=== Data for processing ===
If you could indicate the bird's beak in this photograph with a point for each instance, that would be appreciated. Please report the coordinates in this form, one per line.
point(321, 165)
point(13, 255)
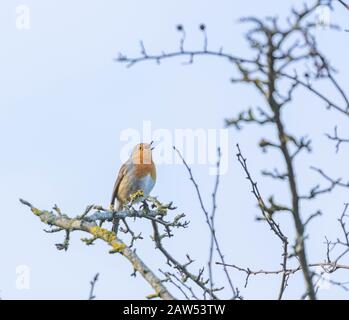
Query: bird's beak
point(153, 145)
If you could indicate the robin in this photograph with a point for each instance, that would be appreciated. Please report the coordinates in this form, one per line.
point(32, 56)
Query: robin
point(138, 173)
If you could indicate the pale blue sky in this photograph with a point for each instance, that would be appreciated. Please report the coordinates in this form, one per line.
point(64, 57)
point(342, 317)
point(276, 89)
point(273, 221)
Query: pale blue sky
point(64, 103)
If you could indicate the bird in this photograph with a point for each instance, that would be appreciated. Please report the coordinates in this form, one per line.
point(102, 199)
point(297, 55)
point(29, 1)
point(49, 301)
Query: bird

==

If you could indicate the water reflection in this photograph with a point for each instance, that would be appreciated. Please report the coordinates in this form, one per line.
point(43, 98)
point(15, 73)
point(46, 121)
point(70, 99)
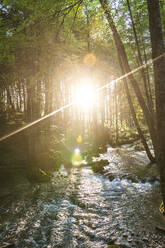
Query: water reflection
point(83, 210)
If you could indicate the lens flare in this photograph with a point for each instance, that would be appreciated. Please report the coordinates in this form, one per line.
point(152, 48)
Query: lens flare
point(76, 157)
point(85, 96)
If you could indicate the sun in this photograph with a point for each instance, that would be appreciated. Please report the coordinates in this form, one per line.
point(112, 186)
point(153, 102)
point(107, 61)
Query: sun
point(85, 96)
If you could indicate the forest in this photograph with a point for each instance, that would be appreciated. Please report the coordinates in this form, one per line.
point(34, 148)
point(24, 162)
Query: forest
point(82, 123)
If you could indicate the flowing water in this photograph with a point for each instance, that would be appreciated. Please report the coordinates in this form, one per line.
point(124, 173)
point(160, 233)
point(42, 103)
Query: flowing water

...

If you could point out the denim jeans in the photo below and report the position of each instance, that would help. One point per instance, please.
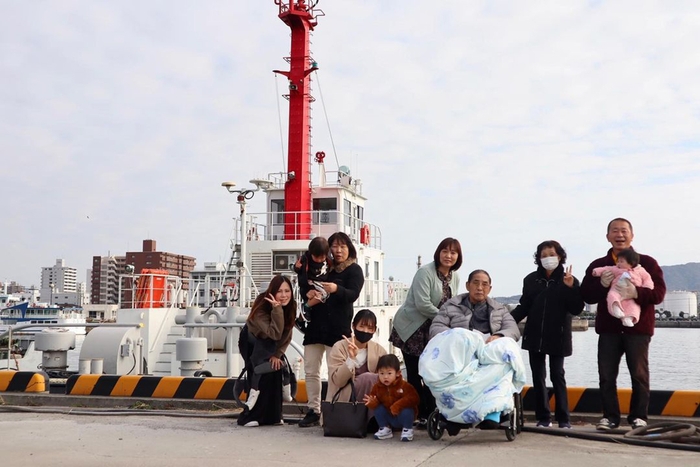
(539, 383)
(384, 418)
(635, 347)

=== Exercise objective ===
Show each line from the entries above that contains the word "beak".

=== Solved problem ===
If you could indicate the bird's beak in this photograph with a point for each instance, that would be appreciated. Please report the coordinates in this form, one per line.
Query: bird's beak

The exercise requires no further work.